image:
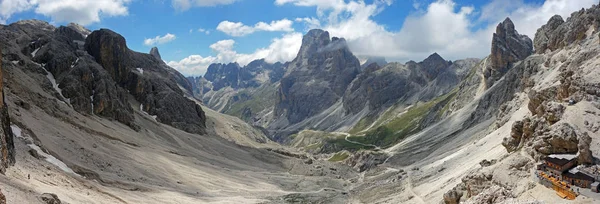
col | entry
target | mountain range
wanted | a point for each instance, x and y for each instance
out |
(87, 120)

◆ **What to work on**
Output the items above line for line with the pictures left out.

◆ **Solution**
image:
col | entry
target | mountain range
wanted | a point for each instance, x and y for each instance
out |
(87, 120)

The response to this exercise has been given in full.